Point-per-instance localization data:
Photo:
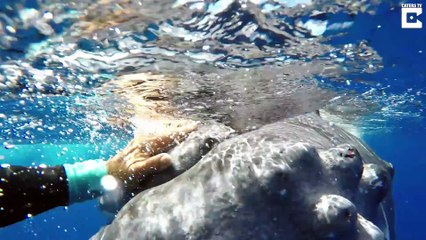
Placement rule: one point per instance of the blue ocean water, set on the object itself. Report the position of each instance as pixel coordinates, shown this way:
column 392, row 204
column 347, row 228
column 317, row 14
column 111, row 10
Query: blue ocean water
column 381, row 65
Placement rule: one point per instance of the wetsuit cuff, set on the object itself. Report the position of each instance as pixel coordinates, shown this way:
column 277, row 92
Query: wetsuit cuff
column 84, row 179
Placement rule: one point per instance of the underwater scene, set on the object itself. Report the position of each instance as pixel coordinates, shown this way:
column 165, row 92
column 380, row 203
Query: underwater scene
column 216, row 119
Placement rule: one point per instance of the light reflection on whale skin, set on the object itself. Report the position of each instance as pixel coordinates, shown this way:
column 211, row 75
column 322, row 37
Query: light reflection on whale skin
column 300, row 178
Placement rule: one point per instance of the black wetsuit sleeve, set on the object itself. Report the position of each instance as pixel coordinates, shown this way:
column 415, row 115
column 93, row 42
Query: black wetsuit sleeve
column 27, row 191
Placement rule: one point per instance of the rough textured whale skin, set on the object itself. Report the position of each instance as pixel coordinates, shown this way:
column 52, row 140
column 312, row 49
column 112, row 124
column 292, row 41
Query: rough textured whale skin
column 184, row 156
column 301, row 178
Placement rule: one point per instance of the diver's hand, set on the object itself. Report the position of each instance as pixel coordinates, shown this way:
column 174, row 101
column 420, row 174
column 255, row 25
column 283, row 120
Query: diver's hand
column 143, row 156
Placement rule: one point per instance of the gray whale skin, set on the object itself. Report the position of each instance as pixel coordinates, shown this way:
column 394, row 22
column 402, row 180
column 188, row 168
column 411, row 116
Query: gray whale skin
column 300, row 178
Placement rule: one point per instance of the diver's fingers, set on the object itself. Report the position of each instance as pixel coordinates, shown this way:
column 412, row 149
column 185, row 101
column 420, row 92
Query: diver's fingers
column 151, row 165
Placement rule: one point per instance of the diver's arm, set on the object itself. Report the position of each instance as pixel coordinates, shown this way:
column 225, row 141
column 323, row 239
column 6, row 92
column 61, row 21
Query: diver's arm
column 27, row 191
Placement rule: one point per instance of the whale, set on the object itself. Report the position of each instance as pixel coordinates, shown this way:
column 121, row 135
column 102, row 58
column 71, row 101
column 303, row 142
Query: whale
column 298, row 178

...

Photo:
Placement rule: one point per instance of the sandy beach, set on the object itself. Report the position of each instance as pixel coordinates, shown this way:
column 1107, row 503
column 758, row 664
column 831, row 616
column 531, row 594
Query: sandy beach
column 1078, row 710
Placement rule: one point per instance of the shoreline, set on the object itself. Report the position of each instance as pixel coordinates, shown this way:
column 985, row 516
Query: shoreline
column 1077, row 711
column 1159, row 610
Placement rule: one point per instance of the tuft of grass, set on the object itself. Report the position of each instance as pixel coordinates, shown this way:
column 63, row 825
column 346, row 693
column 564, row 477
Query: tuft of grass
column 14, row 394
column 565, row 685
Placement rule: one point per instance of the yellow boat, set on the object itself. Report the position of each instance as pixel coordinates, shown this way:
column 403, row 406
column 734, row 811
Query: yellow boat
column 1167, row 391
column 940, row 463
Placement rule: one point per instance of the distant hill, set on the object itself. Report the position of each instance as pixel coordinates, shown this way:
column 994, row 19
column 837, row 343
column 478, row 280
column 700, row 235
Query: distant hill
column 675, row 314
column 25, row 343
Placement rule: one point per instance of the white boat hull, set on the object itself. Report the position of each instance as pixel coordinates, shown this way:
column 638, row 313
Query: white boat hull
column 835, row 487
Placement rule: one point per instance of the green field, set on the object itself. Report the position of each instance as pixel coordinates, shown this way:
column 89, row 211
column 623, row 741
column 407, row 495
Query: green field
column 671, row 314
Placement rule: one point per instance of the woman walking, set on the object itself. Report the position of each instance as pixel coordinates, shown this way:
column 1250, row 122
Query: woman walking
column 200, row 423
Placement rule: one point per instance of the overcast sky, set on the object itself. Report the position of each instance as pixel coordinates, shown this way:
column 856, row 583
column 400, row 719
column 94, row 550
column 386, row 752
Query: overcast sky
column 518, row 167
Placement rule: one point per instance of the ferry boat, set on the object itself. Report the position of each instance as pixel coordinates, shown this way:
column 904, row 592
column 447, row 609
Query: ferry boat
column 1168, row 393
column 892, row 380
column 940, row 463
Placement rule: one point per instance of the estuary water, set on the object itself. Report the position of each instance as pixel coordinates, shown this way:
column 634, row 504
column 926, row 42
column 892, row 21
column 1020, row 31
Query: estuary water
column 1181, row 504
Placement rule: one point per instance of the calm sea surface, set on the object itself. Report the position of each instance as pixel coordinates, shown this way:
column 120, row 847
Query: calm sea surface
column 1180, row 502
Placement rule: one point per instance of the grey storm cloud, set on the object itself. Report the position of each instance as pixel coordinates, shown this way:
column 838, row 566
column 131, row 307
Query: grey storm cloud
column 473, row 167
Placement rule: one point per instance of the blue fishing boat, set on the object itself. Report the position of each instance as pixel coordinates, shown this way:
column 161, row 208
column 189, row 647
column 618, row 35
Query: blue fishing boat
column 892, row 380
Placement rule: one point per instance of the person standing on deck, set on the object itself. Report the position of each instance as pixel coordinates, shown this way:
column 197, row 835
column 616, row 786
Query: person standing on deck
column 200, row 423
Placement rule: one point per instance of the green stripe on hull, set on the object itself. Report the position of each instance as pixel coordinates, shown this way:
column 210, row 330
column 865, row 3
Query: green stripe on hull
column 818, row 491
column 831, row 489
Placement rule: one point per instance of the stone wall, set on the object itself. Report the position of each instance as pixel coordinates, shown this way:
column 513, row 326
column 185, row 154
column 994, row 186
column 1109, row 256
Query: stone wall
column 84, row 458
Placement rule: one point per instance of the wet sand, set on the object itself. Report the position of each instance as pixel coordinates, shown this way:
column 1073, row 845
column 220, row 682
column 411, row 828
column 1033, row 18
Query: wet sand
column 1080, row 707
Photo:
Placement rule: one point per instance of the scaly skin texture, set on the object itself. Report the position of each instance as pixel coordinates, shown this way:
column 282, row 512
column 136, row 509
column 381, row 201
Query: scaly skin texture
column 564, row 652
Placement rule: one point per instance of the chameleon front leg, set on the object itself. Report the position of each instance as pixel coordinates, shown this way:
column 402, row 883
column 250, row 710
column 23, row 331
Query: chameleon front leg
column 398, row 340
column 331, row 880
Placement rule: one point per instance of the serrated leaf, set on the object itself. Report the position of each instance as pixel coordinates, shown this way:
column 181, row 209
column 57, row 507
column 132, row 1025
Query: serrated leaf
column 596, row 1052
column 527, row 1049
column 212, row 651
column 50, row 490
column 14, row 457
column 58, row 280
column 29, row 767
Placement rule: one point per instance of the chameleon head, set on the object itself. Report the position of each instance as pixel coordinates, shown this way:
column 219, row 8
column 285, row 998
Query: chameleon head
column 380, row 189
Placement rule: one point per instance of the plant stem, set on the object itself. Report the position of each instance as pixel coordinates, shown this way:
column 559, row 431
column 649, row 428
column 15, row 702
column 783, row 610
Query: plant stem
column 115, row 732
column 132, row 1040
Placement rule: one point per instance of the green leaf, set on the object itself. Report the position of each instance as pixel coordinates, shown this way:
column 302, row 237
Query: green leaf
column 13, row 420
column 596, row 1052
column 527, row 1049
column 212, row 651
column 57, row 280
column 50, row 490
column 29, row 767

_EXERCISE GOAL:_ Set down, unchanged, only those lines above that fall between the line with "Placement rule: one point per instance of the grey" and the line with "column 210, row 330", the two end lines included.

_YOUR SOLUTION:_
Placement rule: one point per instance of the grey storm cloud, set on the object itself. Report the position of each instance as pixel coordinates, shown this way:
column 838, row 566
column 131, row 307
Query: grey storm cloud
column 473, row 167
Placement rule: one point per instance of the blue fishing boat, set on the object itself. Report the position of each instance as pixel coordinates, shown this way:
column 161, row 208
column 189, row 647
column 618, row 35
Query: blue fishing boat
column 892, row 380
Placement rule: one point per instance of the person standing on deck, set on the object itself. Report the position of each instance as pixel coordinates, shown this way:
column 197, row 835
column 616, row 786
Query: person standing on deck
column 200, row 423
Placement rule: one point per instance of the green stripe on hull, set on the object itself. Report the position of each instance as pixel coordinates, shown this way:
column 210, row 330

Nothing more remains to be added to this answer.